**Your task**
Please find every line below that includes "sleeve" and report how many there are. Nothing else is needed.

──────── Records supplied

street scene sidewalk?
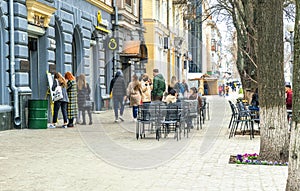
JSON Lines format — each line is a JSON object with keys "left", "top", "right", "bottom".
{"left": 0, "top": 95, "right": 287, "bottom": 191}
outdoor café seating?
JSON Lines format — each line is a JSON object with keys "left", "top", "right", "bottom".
{"left": 136, "top": 99, "right": 207, "bottom": 141}
{"left": 228, "top": 100, "right": 258, "bottom": 139}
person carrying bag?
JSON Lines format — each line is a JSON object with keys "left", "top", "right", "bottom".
{"left": 77, "top": 74, "right": 93, "bottom": 125}
{"left": 49, "top": 72, "right": 69, "bottom": 128}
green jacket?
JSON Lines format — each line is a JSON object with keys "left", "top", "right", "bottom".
{"left": 152, "top": 74, "right": 166, "bottom": 97}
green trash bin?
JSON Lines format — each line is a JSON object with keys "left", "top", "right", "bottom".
{"left": 28, "top": 99, "right": 48, "bottom": 129}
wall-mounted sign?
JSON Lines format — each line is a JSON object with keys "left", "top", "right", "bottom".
{"left": 95, "top": 10, "right": 110, "bottom": 33}
{"left": 105, "top": 37, "right": 119, "bottom": 51}
{"left": 108, "top": 38, "right": 118, "bottom": 50}
{"left": 97, "top": 10, "right": 102, "bottom": 25}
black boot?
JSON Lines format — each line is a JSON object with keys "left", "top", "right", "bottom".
{"left": 88, "top": 110, "right": 92, "bottom": 125}
{"left": 67, "top": 118, "right": 74, "bottom": 127}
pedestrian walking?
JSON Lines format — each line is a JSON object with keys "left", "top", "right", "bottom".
{"left": 204, "top": 82, "right": 209, "bottom": 95}
{"left": 64, "top": 71, "right": 78, "bottom": 127}
{"left": 77, "top": 74, "right": 93, "bottom": 125}
{"left": 49, "top": 72, "right": 69, "bottom": 128}
{"left": 109, "top": 70, "right": 127, "bottom": 122}
{"left": 152, "top": 69, "right": 166, "bottom": 101}
{"left": 225, "top": 85, "right": 230, "bottom": 96}
{"left": 127, "top": 74, "right": 142, "bottom": 121}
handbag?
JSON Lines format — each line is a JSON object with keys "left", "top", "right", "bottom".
{"left": 52, "top": 80, "right": 63, "bottom": 101}
{"left": 83, "top": 100, "right": 93, "bottom": 108}
{"left": 83, "top": 95, "right": 93, "bottom": 109}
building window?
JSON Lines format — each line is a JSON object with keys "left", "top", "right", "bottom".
{"left": 125, "top": 0, "right": 131, "bottom": 6}
{"left": 155, "top": 0, "right": 160, "bottom": 20}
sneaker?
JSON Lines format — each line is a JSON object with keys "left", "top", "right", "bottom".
{"left": 114, "top": 119, "right": 119, "bottom": 123}
{"left": 119, "top": 116, "right": 124, "bottom": 121}
{"left": 89, "top": 122, "right": 93, "bottom": 125}
{"left": 133, "top": 118, "right": 137, "bottom": 122}
{"left": 62, "top": 125, "right": 67, "bottom": 128}
{"left": 48, "top": 124, "right": 56, "bottom": 129}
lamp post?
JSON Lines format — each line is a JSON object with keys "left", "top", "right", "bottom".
{"left": 287, "top": 24, "right": 294, "bottom": 85}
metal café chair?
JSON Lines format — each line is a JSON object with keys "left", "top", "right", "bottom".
{"left": 229, "top": 101, "right": 254, "bottom": 139}
{"left": 159, "top": 102, "right": 182, "bottom": 141}
{"left": 136, "top": 102, "right": 161, "bottom": 140}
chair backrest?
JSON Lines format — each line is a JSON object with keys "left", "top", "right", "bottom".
{"left": 165, "top": 102, "right": 180, "bottom": 121}
{"left": 183, "top": 100, "right": 198, "bottom": 114}
{"left": 228, "top": 101, "right": 237, "bottom": 114}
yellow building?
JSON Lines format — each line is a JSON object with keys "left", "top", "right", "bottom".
{"left": 143, "top": 0, "right": 187, "bottom": 84}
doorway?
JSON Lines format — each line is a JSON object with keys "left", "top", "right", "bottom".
{"left": 28, "top": 37, "right": 39, "bottom": 98}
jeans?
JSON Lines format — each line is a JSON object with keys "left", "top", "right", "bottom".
{"left": 132, "top": 106, "right": 138, "bottom": 119}
{"left": 113, "top": 96, "right": 125, "bottom": 119}
{"left": 52, "top": 101, "right": 68, "bottom": 124}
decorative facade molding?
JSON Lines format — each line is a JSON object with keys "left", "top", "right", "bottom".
{"left": 26, "top": 0, "right": 56, "bottom": 28}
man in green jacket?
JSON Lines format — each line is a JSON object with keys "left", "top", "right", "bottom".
{"left": 152, "top": 69, "right": 166, "bottom": 101}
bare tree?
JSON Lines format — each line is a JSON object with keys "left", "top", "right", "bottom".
{"left": 257, "top": 0, "right": 290, "bottom": 162}
{"left": 286, "top": 0, "right": 300, "bottom": 189}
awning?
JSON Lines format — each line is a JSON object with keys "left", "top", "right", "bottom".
{"left": 119, "top": 40, "right": 148, "bottom": 60}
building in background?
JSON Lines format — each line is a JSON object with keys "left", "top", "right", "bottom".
{"left": 114, "top": 0, "right": 148, "bottom": 86}
{"left": 0, "top": 0, "right": 219, "bottom": 130}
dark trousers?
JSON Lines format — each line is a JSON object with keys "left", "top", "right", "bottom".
{"left": 53, "top": 101, "right": 68, "bottom": 124}
{"left": 113, "top": 96, "right": 125, "bottom": 119}
{"left": 81, "top": 108, "right": 92, "bottom": 124}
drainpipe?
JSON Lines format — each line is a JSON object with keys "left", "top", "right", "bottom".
{"left": 9, "top": 0, "right": 21, "bottom": 126}
{"left": 139, "top": 0, "right": 144, "bottom": 42}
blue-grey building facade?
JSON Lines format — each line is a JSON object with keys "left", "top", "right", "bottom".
{"left": 0, "top": 0, "right": 114, "bottom": 130}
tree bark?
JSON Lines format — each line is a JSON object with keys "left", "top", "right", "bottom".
{"left": 286, "top": 0, "right": 300, "bottom": 190}
{"left": 257, "top": 0, "right": 290, "bottom": 162}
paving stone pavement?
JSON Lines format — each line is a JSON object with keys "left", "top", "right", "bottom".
{"left": 0, "top": 95, "right": 288, "bottom": 191}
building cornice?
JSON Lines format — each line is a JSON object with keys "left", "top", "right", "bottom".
{"left": 118, "top": 9, "right": 138, "bottom": 21}
{"left": 86, "top": 0, "right": 114, "bottom": 14}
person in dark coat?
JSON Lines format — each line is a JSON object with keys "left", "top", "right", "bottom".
{"left": 49, "top": 72, "right": 69, "bottom": 128}
{"left": 77, "top": 74, "right": 93, "bottom": 125}
{"left": 65, "top": 71, "right": 78, "bottom": 127}
{"left": 249, "top": 88, "right": 259, "bottom": 111}
{"left": 152, "top": 69, "right": 166, "bottom": 101}
{"left": 110, "top": 70, "right": 127, "bottom": 122}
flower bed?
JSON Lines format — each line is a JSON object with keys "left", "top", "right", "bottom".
{"left": 229, "top": 153, "right": 288, "bottom": 166}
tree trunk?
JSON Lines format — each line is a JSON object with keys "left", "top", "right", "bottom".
{"left": 286, "top": 1, "right": 300, "bottom": 190}
{"left": 257, "top": 0, "right": 289, "bottom": 162}
{"left": 230, "top": 0, "right": 258, "bottom": 99}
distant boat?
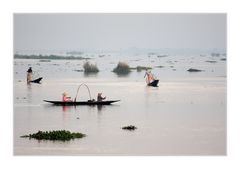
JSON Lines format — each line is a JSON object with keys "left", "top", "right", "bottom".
{"left": 30, "top": 77, "right": 43, "bottom": 84}
{"left": 144, "top": 71, "right": 159, "bottom": 87}
{"left": 43, "top": 100, "right": 120, "bottom": 106}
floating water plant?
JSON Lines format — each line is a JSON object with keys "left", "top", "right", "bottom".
{"left": 205, "top": 60, "right": 217, "bottom": 63}
{"left": 130, "top": 66, "right": 152, "bottom": 72}
{"left": 155, "top": 66, "right": 164, "bottom": 68}
{"left": 20, "top": 130, "right": 86, "bottom": 141}
{"left": 39, "top": 59, "right": 51, "bottom": 62}
{"left": 187, "top": 68, "right": 203, "bottom": 72}
{"left": 122, "top": 125, "right": 137, "bottom": 130}
{"left": 136, "top": 66, "right": 152, "bottom": 72}
{"left": 73, "top": 69, "right": 83, "bottom": 72}
{"left": 157, "top": 55, "right": 168, "bottom": 58}
{"left": 83, "top": 61, "right": 99, "bottom": 74}
{"left": 113, "top": 62, "right": 131, "bottom": 75}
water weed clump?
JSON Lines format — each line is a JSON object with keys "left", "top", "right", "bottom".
{"left": 131, "top": 66, "right": 152, "bottom": 72}
{"left": 187, "top": 68, "right": 203, "bottom": 72}
{"left": 113, "top": 62, "right": 131, "bottom": 75}
{"left": 83, "top": 62, "right": 99, "bottom": 74}
{"left": 20, "top": 130, "right": 86, "bottom": 141}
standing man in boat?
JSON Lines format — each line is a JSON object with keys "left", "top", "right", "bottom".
{"left": 97, "top": 93, "right": 106, "bottom": 102}
{"left": 27, "top": 67, "right": 33, "bottom": 83}
{"left": 62, "top": 92, "right": 72, "bottom": 102}
{"left": 144, "top": 70, "right": 155, "bottom": 84}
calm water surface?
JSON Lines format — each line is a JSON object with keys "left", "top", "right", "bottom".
{"left": 14, "top": 53, "right": 226, "bottom": 155}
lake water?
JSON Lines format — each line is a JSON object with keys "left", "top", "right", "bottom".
{"left": 14, "top": 53, "right": 226, "bottom": 155}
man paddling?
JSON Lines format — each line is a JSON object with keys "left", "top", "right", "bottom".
{"left": 144, "top": 70, "right": 155, "bottom": 84}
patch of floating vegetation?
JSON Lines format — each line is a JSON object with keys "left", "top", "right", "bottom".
{"left": 187, "top": 68, "right": 203, "bottom": 72}
{"left": 130, "top": 66, "right": 152, "bottom": 72}
{"left": 73, "top": 69, "right": 83, "bottom": 72}
{"left": 205, "top": 60, "right": 217, "bottom": 63}
{"left": 130, "top": 59, "right": 141, "bottom": 62}
{"left": 14, "top": 54, "right": 90, "bottom": 60}
{"left": 39, "top": 59, "right": 51, "bottom": 62}
{"left": 155, "top": 66, "right": 164, "bottom": 68}
{"left": 157, "top": 55, "right": 168, "bottom": 58}
{"left": 122, "top": 125, "right": 137, "bottom": 130}
{"left": 20, "top": 130, "right": 86, "bottom": 141}
{"left": 113, "top": 62, "right": 131, "bottom": 75}
{"left": 83, "top": 62, "right": 99, "bottom": 74}
{"left": 211, "top": 53, "right": 221, "bottom": 57}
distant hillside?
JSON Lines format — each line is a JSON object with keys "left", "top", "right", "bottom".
{"left": 14, "top": 54, "right": 91, "bottom": 60}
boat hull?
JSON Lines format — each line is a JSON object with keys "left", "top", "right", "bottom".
{"left": 148, "top": 79, "right": 159, "bottom": 87}
{"left": 43, "top": 100, "right": 120, "bottom": 106}
{"left": 31, "top": 77, "right": 43, "bottom": 83}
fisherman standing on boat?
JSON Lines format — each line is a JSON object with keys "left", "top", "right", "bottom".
{"left": 62, "top": 92, "right": 72, "bottom": 102}
{"left": 97, "top": 93, "right": 106, "bottom": 102}
{"left": 144, "top": 70, "right": 155, "bottom": 84}
{"left": 27, "top": 67, "right": 33, "bottom": 83}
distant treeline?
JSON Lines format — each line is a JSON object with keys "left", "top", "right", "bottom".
{"left": 14, "top": 54, "right": 91, "bottom": 60}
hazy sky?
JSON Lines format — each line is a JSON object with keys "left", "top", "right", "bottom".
{"left": 14, "top": 14, "right": 226, "bottom": 51}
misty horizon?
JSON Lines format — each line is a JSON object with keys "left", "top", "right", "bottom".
{"left": 14, "top": 13, "right": 226, "bottom": 53}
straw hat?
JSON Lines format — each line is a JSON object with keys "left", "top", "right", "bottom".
{"left": 62, "top": 92, "right": 68, "bottom": 96}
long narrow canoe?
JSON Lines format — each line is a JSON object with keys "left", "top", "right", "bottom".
{"left": 43, "top": 100, "right": 120, "bottom": 106}
{"left": 148, "top": 79, "right": 159, "bottom": 87}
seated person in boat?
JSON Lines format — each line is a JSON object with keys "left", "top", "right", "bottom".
{"left": 144, "top": 70, "right": 155, "bottom": 84}
{"left": 27, "top": 67, "right": 33, "bottom": 83}
{"left": 62, "top": 92, "right": 72, "bottom": 102}
{"left": 97, "top": 93, "right": 106, "bottom": 102}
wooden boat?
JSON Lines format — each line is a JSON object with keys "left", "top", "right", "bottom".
{"left": 43, "top": 100, "right": 120, "bottom": 106}
{"left": 148, "top": 79, "right": 159, "bottom": 87}
{"left": 30, "top": 77, "right": 43, "bottom": 83}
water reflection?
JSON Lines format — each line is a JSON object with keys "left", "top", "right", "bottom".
{"left": 62, "top": 105, "right": 74, "bottom": 112}
{"left": 144, "top": 85, "right": 160, "bottom": 109}
{"left": 83, "top": 72, "right": 98, "bottom": 78}
{"left": 114, "top": 72, "right": 131, "bottom": 78}
{"left": 97, "top": 105, "right": 105, "bottom": 113}
{"left": 27, "top": 83, "right": 32, "bottom": 104}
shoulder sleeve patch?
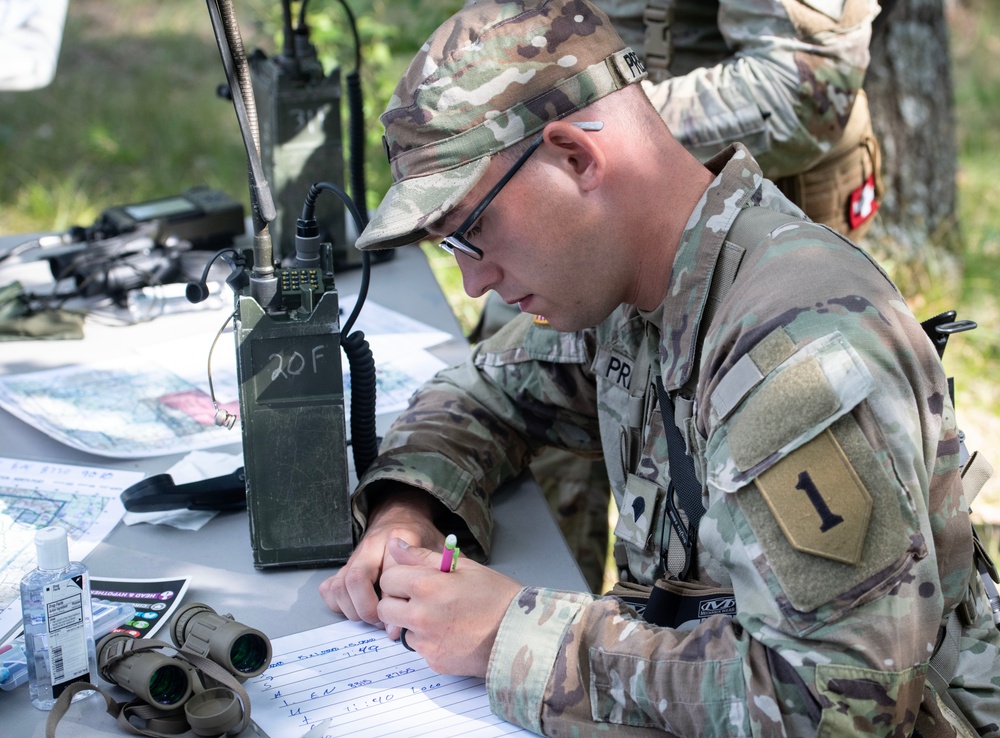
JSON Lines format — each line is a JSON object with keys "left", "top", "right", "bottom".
{"left": 736, "top": 414, "right": 910, "bottom": 614}
{"left": 755, "top": 428, "right": 872, "bottom": 565}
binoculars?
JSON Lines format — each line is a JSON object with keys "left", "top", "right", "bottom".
{"left": 97, "top": 602, "right": 271, "bottom": 736}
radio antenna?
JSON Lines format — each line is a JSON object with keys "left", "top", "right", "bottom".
{"left": 205, "top": 0, "right": 279, "bottom": 308}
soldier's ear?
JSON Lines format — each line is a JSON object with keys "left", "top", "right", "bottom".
{"left": 542, "top": 121, "right": 605, "bottom": 192}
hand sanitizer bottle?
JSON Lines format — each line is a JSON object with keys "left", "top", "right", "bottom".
{"left": 19, "top": 526, "right": 98, "bottom": 710}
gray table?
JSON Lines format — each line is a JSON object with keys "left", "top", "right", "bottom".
{"left": 0, "top": 239, "right": 585, "bottom": 736}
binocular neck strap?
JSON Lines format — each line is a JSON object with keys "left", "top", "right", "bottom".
{"left": 97, "top": 636, "right": 174, "bottom": 682}
{"left": 46, "top": 643, "right": 253, "bottom": 738}
{"left": 46, "top": 681, "right": 185, "bottom": 738}
{"left": 46, "top": 682, "right": 120, "bottom": 736}
{"left": 176, "top": 648, "right": 254, "bottom": 735}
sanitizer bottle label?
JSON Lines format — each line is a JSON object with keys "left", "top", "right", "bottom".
{"left": 43, "top": 576, "right": 89, "bottom": 693}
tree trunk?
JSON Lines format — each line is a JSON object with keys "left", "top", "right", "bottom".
{"left": 865, "top": 0, "right": 961, "bottom": 294}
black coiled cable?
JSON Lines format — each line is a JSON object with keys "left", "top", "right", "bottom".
{"left": 301, "top": 180, "right": 377, "bottom": 478}
{"left": 291, "top": 1, "right": 377, "bottom": 477}
{"left": 341, "top": 331, "right": 378, "bottom": 476}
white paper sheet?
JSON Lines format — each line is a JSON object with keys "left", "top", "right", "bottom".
{"left": 338, "top": 294, "right": 452, "bottom": 350}
{"left": 248, "top": 619, "right": 532, "bottom": 738}
{"left": 0, "top": 355, "right": 239, "bottom": 458}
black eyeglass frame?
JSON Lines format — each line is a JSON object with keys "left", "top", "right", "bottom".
{"left": 438, "top": 121, "right": 604, "bottom": 260}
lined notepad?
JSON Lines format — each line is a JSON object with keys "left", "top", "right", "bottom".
{"left": 247, "top": 619, "right": 533, "bottom": 737}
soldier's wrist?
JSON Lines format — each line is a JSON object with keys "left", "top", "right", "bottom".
{"left": 366, "top": 482, "right": 440, "bottom": 528}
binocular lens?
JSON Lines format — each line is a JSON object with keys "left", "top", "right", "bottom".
{"left": 230, "top": 633, "right": 269, "bottom": 674}
{"left": 170, "top": 602, "right": 271, "bottom": 679}
{"left": 148, "top": 664, "right": 191, "bottom": 706}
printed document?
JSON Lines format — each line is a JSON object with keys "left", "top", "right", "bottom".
{"left": 0, "top": 457, "right": 137, "bottom": 641}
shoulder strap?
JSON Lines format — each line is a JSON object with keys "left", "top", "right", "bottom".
{"left": 643, "top": 0, "right": 673, "bottom": 82}
{"left": 678, "top": 207, "right": 798, "bottom": 402}
{"left": 671, "top": 205, "right": 798, "bottom": 423}
{"left": 659, "top": 206, "right": 799, "bottom": 580}
{"left": 656, "top": 382, "right": 703, "bottom": 580}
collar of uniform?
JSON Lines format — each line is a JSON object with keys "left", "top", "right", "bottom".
{"left": 645, "top": 143, "right": 764, "bottom": 392}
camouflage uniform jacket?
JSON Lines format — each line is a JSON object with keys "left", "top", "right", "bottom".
{"left": 595, "top": 0, "right": 879, "bottom": 177}
{"left": 353, "top": 144, "right": 1000, "bottom": 736}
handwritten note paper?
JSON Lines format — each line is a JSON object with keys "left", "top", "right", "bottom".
{"left": 248, "top": 619, "right": 533, "bottom": 738}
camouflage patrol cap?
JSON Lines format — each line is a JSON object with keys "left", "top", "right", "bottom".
{"left": 356, "top": 0, "right": 647, "bottom": 251}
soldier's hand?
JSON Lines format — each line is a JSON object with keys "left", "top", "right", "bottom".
{"left": 318, "top": 488, "right": 444, "bottom": 627}
{"left": 376, "top": 536, "right": 522, "bottom": 678}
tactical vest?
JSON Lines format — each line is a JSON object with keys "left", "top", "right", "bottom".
{"left": 631, "top": 0, "right": 885, "bottom": 241}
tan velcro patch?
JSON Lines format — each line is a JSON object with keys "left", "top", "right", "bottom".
{"left": 614, "top": 474, "right": 664, "bottom": 549}
{"left": 729, "top": 356, "right": 839, "bottom": 472}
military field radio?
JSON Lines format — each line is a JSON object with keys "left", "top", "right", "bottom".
{"left": 194, "top": 0, "right": 378, "bottom": 568}
{"left": 244, "top": 0, "right": 392, "bottom": 271}
{"left": 246, "top": 2, "right": 345, "bottom": 264}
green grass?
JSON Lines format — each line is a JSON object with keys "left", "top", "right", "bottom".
{"left": 0, "top": 3, "right": 253, "bottom": 234}
{"left": 420, "top": 244, "right": 489, "bottom": 333}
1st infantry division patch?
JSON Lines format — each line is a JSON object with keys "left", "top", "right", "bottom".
{"left": 754, "top": 429, "right": 873, "bottom": 566}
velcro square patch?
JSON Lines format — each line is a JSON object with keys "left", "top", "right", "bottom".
{"left": 614, "top": 474, "right": 664, "bottom": 549}
{"left": 735, "top": 414, "right": 910, "bottom": 615}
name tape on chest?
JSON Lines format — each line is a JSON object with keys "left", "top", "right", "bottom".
{"left": 596, "top": 349, "right": 635, "bottom": 391}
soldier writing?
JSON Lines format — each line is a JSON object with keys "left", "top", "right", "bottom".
{"left": 319, "top": 0, "right": 1000, "bottom": 734}
{"left": 466, "top": 0, "right": 886, "bottom": 594}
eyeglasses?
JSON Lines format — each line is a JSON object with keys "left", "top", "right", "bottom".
{"left": 439, "top": 121, "right": 604, "bottom": 261}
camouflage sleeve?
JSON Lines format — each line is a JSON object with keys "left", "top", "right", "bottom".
{"left": 489, "top": 587, "right": 789, "bottom": 736}
{"left": 352, "top": 312, "right": 603, "bottom": 561}
{"left": 643, "top": 0, "right": 879, "bottom": 176}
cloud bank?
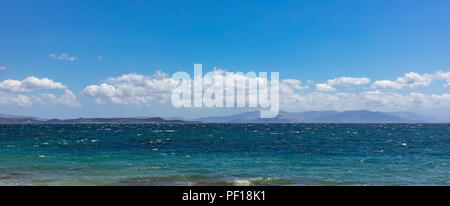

────────────────

**Solved problem**
2